> _YOUR INSTRUCTIONS_
Count the lines below holding "instance" and answer with that number only.

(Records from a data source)

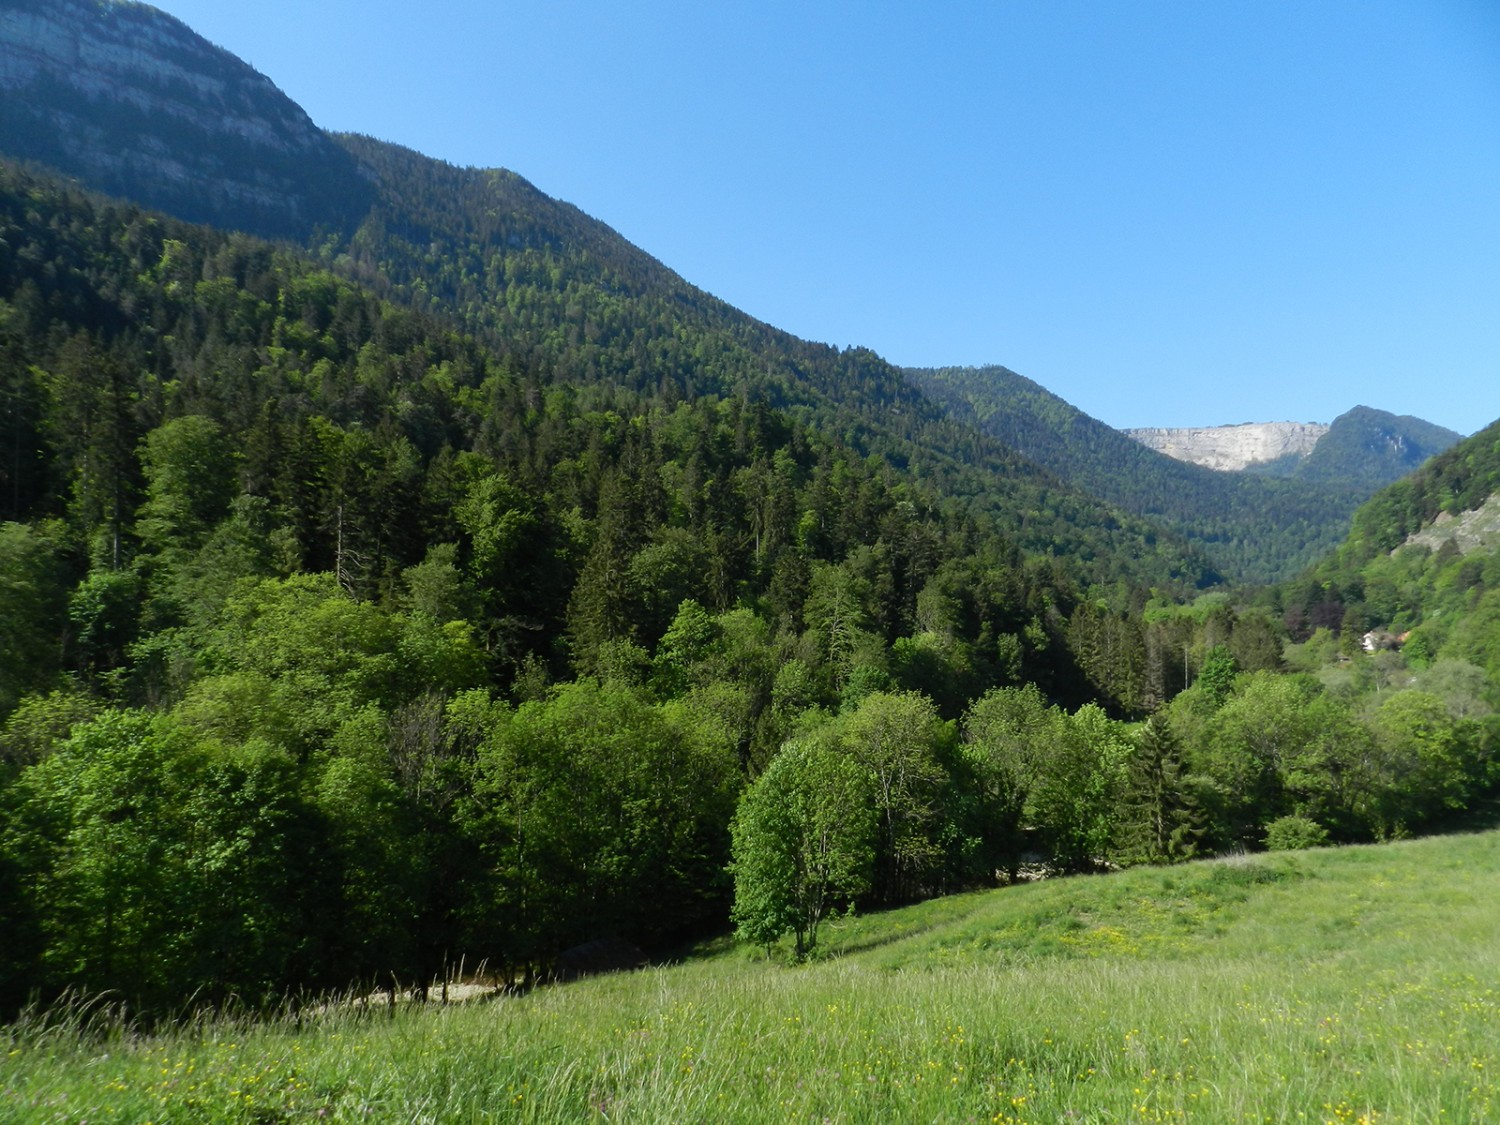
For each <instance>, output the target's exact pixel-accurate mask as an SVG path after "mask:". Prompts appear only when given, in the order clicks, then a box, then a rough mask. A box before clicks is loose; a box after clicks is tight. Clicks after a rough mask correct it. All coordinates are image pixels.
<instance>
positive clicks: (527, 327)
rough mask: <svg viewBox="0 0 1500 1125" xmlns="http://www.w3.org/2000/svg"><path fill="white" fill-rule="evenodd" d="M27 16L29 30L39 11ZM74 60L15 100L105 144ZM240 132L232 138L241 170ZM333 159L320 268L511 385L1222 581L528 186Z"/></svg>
mask: <svg viewBox="0 0 1500 1125" xmlns="http://www.w3.org/2000/svg"><path fill="white" fill-rule="evenodd" d="M20 7H21V9H24V12H26V13H30V12H31V9H33V7H34V6H33V5H20ZM96 7H98V5H92V3H74V0H68V3H65V5H62V6H58V7H57V9H55V12H54V15H52V17H49V20H52V21H54V23H58V24H62V26H63V33H71V34H72V36H74V39H75V40H77V42H78V43H87V40H89V37H90V36H93V34H96V30H95V28H96V26H98V23H99V20H101V13H102V15H104V17H108V21H105V23H107V24H110V23H113V24H118V27H120V33H121V34H126V33H129V30H130V28H132V27H133V28H145V30H147V31H148V33H150V34H145V36H142V37H139V43H142V45H144V46H145V48H147V49H145V52H144V54H145V55H147V57H153V58H154V54H153V51H154V49H156V46H157V43H159V42H162V40H166V43H168V46H169V55H171V58H172V62H174V63H177V65H180V66H181V68H184V69H186V71H187V72H189V74H192V75H196V78H195V80H193V81H192V83H189V86H202V84H208V86H210V87H213V89H214V90H219V89H223V90H231V92H236V90H249V89H252V90H254V92H255V95H257V98H261V96H263V93H264V92H263V90H261V89H260V86H257V81H258V83H263V84H266V86H269V83H266V80H263V78H260V77H258V75H255V74H254V72H251V71H249V69H248V68H245V65H243V63H239V62H237V60H233V57H228V55H225V54H223V52H220V51H217V49H216V48H210V46H208V45H207V43H202V42H201V40H199V39H198V37H196V36H193V34H192V33H190V31H189V30H187V28H186V27H183V26H181V24H180V23H178V21H175V20H172V18H169V17H166V15H163V13H160V12H156V10H154V9H148V7H145V6H142V5H117V3H107V5H104V7H102V9H101V12H99V13H95V9H96ZM48 10H52V9H48ZM37 20H40V17H34V15H26V17H24V18H23V17H21V15H17V17H15V18H12V21H10V23H9V24H5V23H0V31H3V33H5V34H7V36H9V37H10V40H12V42H20V43H21V45H23V48H24V51H28V52H30V54H33V55H34V54H37V51H36V49H34V48H33V46H31V45H30V43H31V39H34V37H36V33H34V27H33V24H34V23H36V21H37ZM27 21H30V23H27ZM43 23H45V21H43ZM48 34H51V33H48ZM28 36H30V37H28ZM42 39H43V40H45V39H46V36H42ZM13 49H20V48H13ZM24 51H23V52H24ZM138 54H139V52H138ZM74 55H75V57H77V60H78V62H80V66H78V68H77V69H75V71H71V72H69V83H68V86H66V87H65V89H58V84H57V81H51V80H49V78H48V77H46V75H48V74H51V72H45V74H43V75H42V78H37V80H34V81H31V83H28V84H27V83H23V84H18V86H17V89H15V90H13V93H12V95H10V96H9V98H7V101H13V104H15V105H24V107H30V108H28V110H27V113H33V114H34V115H37V117H39V118H45V120H48V121H49V123H51V124H52V126H55V129H57V130H58V135H60V136H68V135H71V133H72V132H77V130H78V129H84V130H86V132H90V136H93V135H95V133H99V135H101V136H104V138H108V135H110V133H108V130H107V129H105V127H104V126H105V124H107V123H108V115H110V113H113V102H111V99H110V98H108V96H107V93H102V92H101V90H96V89H93V87H95V86H99V84H102V83H104V81H105V78H107V77H108V75H110V74H113V72H110V71H105V72H104V77H101V75H99V74H96V75H95V80H96V81H93V84H90V78H89V75H90V74H92V72H93V71H98V69H99V68H101V66H104V65H105V63H108V62H110V55H104V57H102V62H101V57H99V52H95V54H90V52H89V51H87V49H83V48H80V49H75V51H74ZM92 69H93V71H92ZM132 74H133V80H132V83H133V86H135V87H145V89H156V84H157V75H156V68H154V66H145V68H144V71H142V69H141V68H139V65H136V71H135V72H132ZM178 87H180V83H178V84H177V86H171V87H169V89H172V90H177V89H178ZM80 89H83V90H84V92H86V93H84V95H80V93H78V90H80ZM276 98H281V95H279V93H278V95H276ZM126 101H127V102H130V99H129V98H127V99H126ZM186 101H187V102H193V101H195V96H190V98H186ZM263 101H264V99H263ZM282 101H284V99H282ZM287 105H290V104H287ZM287 105H282V102H278V101H275V99H272V101H270V102H267V107H269V111H275V115H276V120H278V121H279V120H282V118H287V117H288V115H290V110H287ZM58 107H62V108H58ZM81 107H83V108H87V107H92V113H93V114H95V118H90V120H84V118H83V117H78V115H77V114H72V110H80V113H83V108H81ZM17 113H21V110H17ZM299 113H300V111H299ZM71 114H72V115H71ZM180 117H181V114H171V113H165V114H156V115H154V117H151V120H153V121H154V127H156V130H157V132H156V135H154V139H153V142H151V144H148V145H144V151H147V153H150V154H151V156H153V157H154V159H157V162H159V163H160V165H163V166H174V165H175V163H177V162H178V156H180V157H181V159H189V157H190V159H201V153H202V151H214V150H216V145H214V144H213V142H210V141H211V138H204V136H202V133H201V130H199V129H198V127H196V123H195V121H189V123H187V124H181V123H180V120H178V118H180ZM240 132H242V129H237V127H236V129H231V130H229V133H231V135H229V136H228V142H229V147H231V150H233V148H234V144H237V141H236V138H237V136H239V135H240ZM264 132H275V129H272V126H267V129H266V130H264ZM126 136H129V133H127V135H126ZM320 136H321V135H320ZM96 139H98V138H96ZM220 139H222V138H220ZM326 139H327V138H326ZM333 141H336V142H338V144H336V145H333V147H335V148H336V156H335V157H330V156H329V154H327V153H324V151H323V150H321V148H320V150H318V151H309V153H306V154H305V159H300V160H299V168H302V169H303V171H302V175H303V177H305V180H306V181H308V183H314V181H317V183H323V181H329V183H333V181H341V180H339V177H342V175H345V172H347V171H348V169H347V163H348V160H350V159H351V157H353V159H354V162H356V165H357V180H359V190H356V192H353V193H351V195H350V196H348V199H345V201H342V202H341V204H339V207H329V208H327V211H326V213H321V214H312V216H309V217H312V219H314V220H315V223H314V225H315V226H317V237H315V239H314V245H315V246H317V251H318V254H320V257H321V260H323V261H324V263H326V264H327V267H329V269H330V270H332V272H335V273H338V275H339V276H345V278H350V279H354V281H356V282H359V284H362V285H366V287H371V288H372V290H374V291H375V293H377V294H381V296H384V297H389V299H392V300H396V302H399V303H402V305H408V306H413V308H417V309H420V311H426V312H431V314H434V315H443V317H452V318H455V320H456V323H458V324H459V326H460V327H462V329H465V330H468V332H469V333H474V335H477V336H478V338H480V339H483V341H484V342H486V344H487V345H489V347H492V348H495V350H498V351H499V353H501V354H502V356H504V357H505V360H507V363H508V365H510V366H511V368H513V369H514V371H519V372H531V374H537V375H538V377H541V375H543V374H544V378H549V380H567V381H570V383H576V384H601V386H606V387H612V389H630V390H631V392H637V393H643V395H651V396H663V398H666V399H669V401H672V399H684V401H691V399H694V398H697V396H702V395H720V396H730V395H738V396H748V398H750V399H754V401H759V402H763V404H765V405H768V407H769V408H774V410H780V408H787V410H793V411H795V413H796V417H799V419H801V420H804V422H816V425H817V426H819V428H820V429H822V431H825V432H829V434H838V435H841V437H843V438H844V440H846V441H847V443H849V444H850V447H852V449H856V450H858V452H861V453H864V455H879V456H885V458H889V459H891V460H892V463H894V465H895V466H897V468H898V469H901V471H909V472H912V474H916V475H919V477H924V478H929V480H933V481H942V489H944V490H945V492H947V493H950V495H960V496H965V498H966V502H972V504H978V505H981V507H984V508H986V510H987V513H989V514H990V517H992V519H993V520H995V522H996V525H998V526H1001V528H1004V529H1005V531H1007V532H1008V534H1010V535H1013V537H1014V538H1016V540H1017V541H1019V543H1020V544H1022V546H1023V549H1026V550H1029V552H1034V553H1046V555H1055V556H1059V558H1064V559H1067V564H1068V565H1070V567H1077V568H1079V573H1080V574H1082V576H1085V577H1086V579H1088V580H1100V582H1112V580H1116V579H1127V580H1131V582H1137V583H1140V585H1143V586H1154V585H1160V586H1179V585H1187V586H1199V585H1208V583H1212V582H1215V580H1217V579H1218V576H1217V574H1215V573H1214V571H1212V570H1211V568H1209V567H1208V565H1206V564H1205V561H1203V559H1202V558H1200V556H1197V555H1196V553H1194V552H1193V550H1190V549H1187V547H1185V546H1184V543H1182V541H1181V540H1176V538H1175V537H1173V535H1170V534H1164V532H1161V529H1158V528H1154V526H1151V525H1148V523H1145V522H1143V520H1139V519H1133V517H1130V516H1128V514H1124V513H1121V511H1118V510H1115V508H1112V507H1109V505H1104V504H1100V502H1098V501H1095V499H1092V498H1091V496H1086V495H1083V493H1080V492H1077V490H1074V489H1071V487H1068V486H1067V484H1062V483H1061V481H1059V480H1058V478H1056V477H1053V475H1052V474H1047V472H1043V471H1038V468H1037V466H1035V465H1032V463H1031V462H1028V460H1025V459H1022V458H1019V456H1016V455H1014V453H1013V452H1011V450H1008V449H1005V447H1004V446H1001V444H999V443H995V441H993V440H989V438H986V437H983V435H980V434H977V432H975V431H972V429H971V428H966V426H959V425H954V423H953V422H951V420H950V419H947V417H945V416H944V413H942V411H939V410H936V408H935V407H933V405H932V404H930V402H929V401H927V399H926V398H924V396H921V395H918V393H915V392H913V390H912V389H910V387H909V386H907V384H906V381H904V380H903V378H901V375H900V372H898V371H895V369H894V368H891V366H889V365H888V363H885V362H883V360H880V359H879V357H877V356H874V354H873V353H868V351H864V350H847V351H840V350H837V348H829V347H825V345H813V344H807V342H804V341H798V339H795V338H792V336H787V335H786V333H780V332H777V330H774V329H771V327H768V326H765V324H760V323H759V321H754V320H753V318H750V317H745V315H744V314H741V312H738V311H736V309H732V308H730V306H727V305H724V303H723V302H718V300H715V299H712V297H709V296H708V294H705V293H702V291H699V290H694V288H693V287H690V285H687V284H685V282H682V279H681V278H678V276H676V275H673V273H672V272H670V270H667V269H666V267H663V266H661V264H660V263H657V261H655V260H654V258H651V257H649V255H646V254H643V252H640V251H639V249H636V248H634V246H631V245H630V243H627V242H625V240H624V239H621V237H619V236H618V234H615V233H613V231H612V229H609V228H607V226H604V225H603V223H600V222H595V220H592V219H589V217H588V216H585V214H582V213H580V211H579V210H577V208H574V207H570V205H567V204H561V202H558V201H555V199H550V198H549V196H546V195H543V193H541V192H538V190H535V189H534V187H532V186H531V184H528V183H526V181H525V180H522V178H520V177H519V175H514V174H511V172H505V171H477V169H459V168H453V166H450V165H446V163H443V162H440V160H434V159H429V157H425V156H420V154H417V153H413V151H410V150H404V148H399V147H396V145H389V144H383V142H378V141H372V139H368V138H357V136H339V138H333ZM58 144H62V141H58ZM3 150H5V151H9V153H12V154H23V156H30V157H33V159H48V157H49V154H51V150H46V148H36V147H34V144H33V138H31V133H27V132H18V133H15V135H5V136H3ZM68 166H69V168H72V169H75V171H78V174H81V175H83V177H84V180H86V183H92V184H95V186H99V187H104V189H107V190H111V189H115V187H118V184H117V183H115V181H114V180H111V178H110V177H108V175H104V174H102V172H101V171H98V168H95V166H90V165H78V163H72V165H68ZM101 166H102V165H101ZM162 174H163V175H166V172H165V171H163V172H162ZM226 183H228V180H225V184H226ZM220 186H223V184H220ZM225 190H231V189H229V187H225ZM211 193H213V192H210V195H211ZM231 193H233V190H231ZM138 198H142V199H144V201H147V202H151V204H154V205H165V207H172V205H174V202H172V196H171V195H162V190H160V189H159V187H156V189H153V187H151V186H150V184H147V187H145V189H144V190H142V193H139V196H138ZM297 198H306V199H308V201H309V205H312V201H314V199H315V198H318V196H317V192H312V190H311V189H309V190H308V192H303V193H302V195H299V196H297ZM356 204H357V205H359V207H360V208H363V210H362V211H360V216H359V219H357V220H356V223H354V225H351V223H350V214H348V207H350V205H356ZM208 217H213V219H214V220H216V222H217V220H219V217H217V216H208ZM240 220H246V222H245V225H248V226H249V228H251V229H261V231H267V233H276V234H281V233H284V229H285V226H284V225H282V223H279V222H278V220H267V219H258V217H257V216H255V214H254V213H249V211H246V213H243V214H239V216H237V217H234V219H229V220H228V222H229V225H237V223H239V222H240ZM356 226H357V229H356ZM350 229H354V234H353V236H350V234H348V231H350Z"/></svg>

> _EXERCISE OUTPUT_
2